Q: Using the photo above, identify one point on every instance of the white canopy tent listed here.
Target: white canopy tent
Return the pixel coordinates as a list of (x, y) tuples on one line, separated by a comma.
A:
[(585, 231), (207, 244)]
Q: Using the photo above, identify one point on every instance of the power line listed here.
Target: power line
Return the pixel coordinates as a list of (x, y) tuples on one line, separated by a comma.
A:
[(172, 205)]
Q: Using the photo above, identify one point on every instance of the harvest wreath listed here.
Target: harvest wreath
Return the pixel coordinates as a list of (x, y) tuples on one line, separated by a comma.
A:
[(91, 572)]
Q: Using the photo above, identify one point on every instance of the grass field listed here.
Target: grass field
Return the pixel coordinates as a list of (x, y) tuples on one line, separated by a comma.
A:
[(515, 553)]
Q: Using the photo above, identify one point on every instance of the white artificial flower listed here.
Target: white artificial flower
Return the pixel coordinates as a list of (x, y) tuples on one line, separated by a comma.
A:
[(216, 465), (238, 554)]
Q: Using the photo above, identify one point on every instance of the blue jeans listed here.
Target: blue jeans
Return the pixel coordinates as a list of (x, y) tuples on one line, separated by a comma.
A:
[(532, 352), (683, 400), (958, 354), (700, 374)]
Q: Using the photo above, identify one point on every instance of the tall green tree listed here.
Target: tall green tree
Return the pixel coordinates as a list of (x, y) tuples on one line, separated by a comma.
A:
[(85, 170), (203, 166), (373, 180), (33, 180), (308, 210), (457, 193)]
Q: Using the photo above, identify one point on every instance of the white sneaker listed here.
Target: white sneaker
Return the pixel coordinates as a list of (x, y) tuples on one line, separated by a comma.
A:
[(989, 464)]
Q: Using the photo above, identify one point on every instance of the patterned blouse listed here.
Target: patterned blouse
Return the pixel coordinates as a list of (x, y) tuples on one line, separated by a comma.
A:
*****
Objective →
Reproduce every entry above word for word, leaving nothing out and adding nothing.

Full solution →
Q: Using the photo above, identify one point on every instance of the white canopy tent listed here.
Target: white canopy tent
Return the pixel coordinates as a list of (x, y) tuples on one line, separated by a comma.
A:
[(585, 231), (207, 244)]
Q: Using the photo above, identify one point on every instance of the power line listed here.
Target: power line
Return the pixel coordinates as a list of (x, y) tuples on one line, separated by a comma.
A:
[(172, 205)]
Q: Using the photo above, identify one point on every instance of the harvest wreath listed here.
Target: harvest wreath
Return the pixel coordinates as a list of (x, y) tuples on one line, separated by a comma.
A:
[(91, 572)]
Q: Using the photo above, identify one point on every instance of the grass field listed here.
Target: grass field
Return the pixel coordinates as a list of (x, y) tuples on one line, separated by a comma.
A:
[(515, 553)]
Q: Using the photo above, identify one point on every instance of the white artificial flower listed here.
Target: white artificial flower
Return the pixel coordinates as a list of (x, y) tuples on one line, separated by a comma.
A:
[(216, 465), (238, 554)]
Q: Using the photo above, identify one point on every instance of the blue jeans listed here.
Target: blue jeans
Return the pixel coordinates as a list of (x, y) tuples on one line, separated by a comma.
A:
[(532, 352), (683, 400), (958, 354), (700, 374)]
Q: Using the photo above, identify one point on every instance of the tall green tree listed here.
Target: tall green tree
Return the pixel coordinates as a list of (x, y) tuples on one line, separated by a comma.
A:
[(85, 170), (203, 166), (373, 180), (33, 180), (308, 210), (457, 193)]
Q: Using the photo above, identify one point on every instance of the white sneaker listed here.
Target: white sneaker
Return the pixel coordinates as a list of (x, y) tuples on one line, separated by a comma.
A:
[(989, 464)]
Q: Using the photo above, identify one point on every instance of the patterned blouse listed here.
Target: patterned blouse
Return the pixel coordinates as a list of (x, y) tuples on one line, separated by a comma.
A:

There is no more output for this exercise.